И все же в выступлениях Гердера против Канта было свое «рациональное зерно». Его заметил Меринг, впервые сказавший доброе слово о гердеровской философии. «Если объединить заслугу и ошибку Гердера в одном тезисе, — писал немецкий марксист, — то следует сказать, что он защищал принцип исторического развития в такое время, которое ставило своей задачей разрушение исторических руин пережившего себя прошлого. Он стоял в рядах буржуазного просвещения как его нечистая совесть. Он обладал как раз теми способностями, которых оно не имело и не могло иметь, но которые оно должно было иметь, чтобы победить. Именно поэтому Гердера никогда не любили все односторонние рассудочные просветители — от Канта до Давида Штрауса» (20, стр. 520). Большой знаток и издатель гердеровских произведений Б. Зупхан справедливо отмечал, что Гердер «должен был выступить с критикой кантианской школы, которая не оставляла места для его генетической теории, всегда исходившей из опыта» (9, т. XXI, стр. XI).
Мы уже знаем, что молодой Гердер восхищался своим учителем. Кант отвечал ему взаимной симпатией. Как-то студент изложил в поэтической форме содержание лекции о времени и вечности и вручил рукопись профессору. Канту стихи так понравились, что он прочитал их своим слушателям с кафедры.
Но дальнейшее творчество ученика все больше настораживало учителя. Кант не одобрял крайностей, в которые то и дело впадал Гердер. Гаман познакомил Канта с «Древнейшим документом человеческого рода», рационалисту Канту пришлось не по душе стремление Гердера выдать библейский текст за высшую научную истину. Но его отзыв не вышел за пределы частной переписки.

• ФРАГМЕНТЫ ДАННЫХ:
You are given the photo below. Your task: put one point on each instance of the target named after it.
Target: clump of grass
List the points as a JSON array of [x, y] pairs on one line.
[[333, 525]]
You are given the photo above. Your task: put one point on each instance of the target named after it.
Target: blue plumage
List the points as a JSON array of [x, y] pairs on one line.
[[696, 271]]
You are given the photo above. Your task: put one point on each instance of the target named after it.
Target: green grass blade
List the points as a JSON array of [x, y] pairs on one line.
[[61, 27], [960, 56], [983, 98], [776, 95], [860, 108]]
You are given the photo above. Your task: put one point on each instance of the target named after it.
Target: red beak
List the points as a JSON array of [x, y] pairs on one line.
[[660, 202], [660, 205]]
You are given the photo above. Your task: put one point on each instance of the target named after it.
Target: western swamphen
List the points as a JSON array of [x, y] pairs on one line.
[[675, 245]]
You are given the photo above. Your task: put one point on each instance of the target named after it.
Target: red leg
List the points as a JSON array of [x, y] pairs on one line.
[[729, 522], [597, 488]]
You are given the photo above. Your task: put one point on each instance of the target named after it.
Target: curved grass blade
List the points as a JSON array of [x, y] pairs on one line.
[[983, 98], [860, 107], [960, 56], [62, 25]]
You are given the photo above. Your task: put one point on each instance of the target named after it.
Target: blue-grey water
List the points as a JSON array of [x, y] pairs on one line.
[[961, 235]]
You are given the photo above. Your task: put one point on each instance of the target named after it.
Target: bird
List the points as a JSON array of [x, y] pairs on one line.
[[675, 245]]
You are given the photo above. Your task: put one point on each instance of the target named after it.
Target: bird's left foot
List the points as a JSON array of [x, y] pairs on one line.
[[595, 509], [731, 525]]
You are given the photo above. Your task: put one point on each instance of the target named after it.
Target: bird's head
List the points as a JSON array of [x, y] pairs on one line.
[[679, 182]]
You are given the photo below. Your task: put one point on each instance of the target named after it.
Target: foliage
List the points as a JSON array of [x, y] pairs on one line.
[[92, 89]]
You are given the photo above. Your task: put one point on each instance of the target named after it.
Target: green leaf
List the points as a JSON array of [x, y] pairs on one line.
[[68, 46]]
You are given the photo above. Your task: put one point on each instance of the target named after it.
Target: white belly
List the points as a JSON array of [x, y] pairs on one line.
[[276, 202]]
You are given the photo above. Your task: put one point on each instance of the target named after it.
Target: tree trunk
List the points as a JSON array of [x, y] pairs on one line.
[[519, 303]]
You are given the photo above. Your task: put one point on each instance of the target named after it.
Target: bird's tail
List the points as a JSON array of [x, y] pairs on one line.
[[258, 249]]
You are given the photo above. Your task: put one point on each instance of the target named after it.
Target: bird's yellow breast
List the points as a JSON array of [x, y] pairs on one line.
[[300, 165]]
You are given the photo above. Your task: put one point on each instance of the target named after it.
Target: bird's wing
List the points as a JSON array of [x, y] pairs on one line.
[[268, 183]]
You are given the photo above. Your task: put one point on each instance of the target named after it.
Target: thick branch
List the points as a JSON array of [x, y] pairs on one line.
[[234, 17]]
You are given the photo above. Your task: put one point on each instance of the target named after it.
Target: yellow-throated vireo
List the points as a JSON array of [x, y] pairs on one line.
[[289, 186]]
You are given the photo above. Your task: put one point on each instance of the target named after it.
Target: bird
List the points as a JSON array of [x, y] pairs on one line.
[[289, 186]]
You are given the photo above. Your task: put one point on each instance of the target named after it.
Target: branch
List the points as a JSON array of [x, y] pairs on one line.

• ЗАДАНИЕ: Приведите заново весь отрывок о Гердере и Канте слово в слово. Листинг — самостоятельный материал, и к отрывку он не относится.

• РЕЗУЛЬТАТ УПРАЖНЕНИЯ:
И все же в выступлениях Гердера против Канта было свое «рациональное зерно». Его заметил Меринг, впервые сказавший доброе слово о гердеровской философии. «Если объединить заслугу и ошибку Гердера в одном тезисе, — писал немецкий марксист, — то следует сказать, что он защищал принцип исторического развития в такое время, которое ставило своей задачей разрушение исторических руин пережившего себя прошлого. Он стоял в рядах буржуазного просвещения как его нечистая совесть. Он обладал как раз теми способностями, которых оно не имело и не могло иметь, но которые оно должно было иметь, чтобы победить. Именно поэтому Гердера никогда не любили все односторонние рассудочные просветители — от Канта до Давида Штрауса» (20, стр. 520). Большой знаток и издатель гердеровских произведений Б. Зупхан справедливо отмечал, что Гердер «должен был выступить с критикой кантианской школы, которая не оставляла места для его генетической теории, всегда исходившей из опыта» (9, т. XXI, стр. XI).
Мы уже знаем, что молодой Гердер восхищался своим учителем. Кант отвечал ему взаимной симпатией. Как-то студент изложил в поэтической форме содержание лекции о времени и вечности и вручил рукопись профессору. Канту стихи так понравились, что он прочитал их своим слушателям с кафедры.
Но дальнейшее творчество ученика все больше настораживало учителя. Кант не одобрял крайностей, в которые то и дело впадал Гердер. Гаман познакомил Канта с «Древнейшим документом человеческого рода», рационалисту Канту пришлось не по душе стремление Гердера выдать библейский текст за высшую научную истину. Но его отзыв не вышел за пределы частной переписки.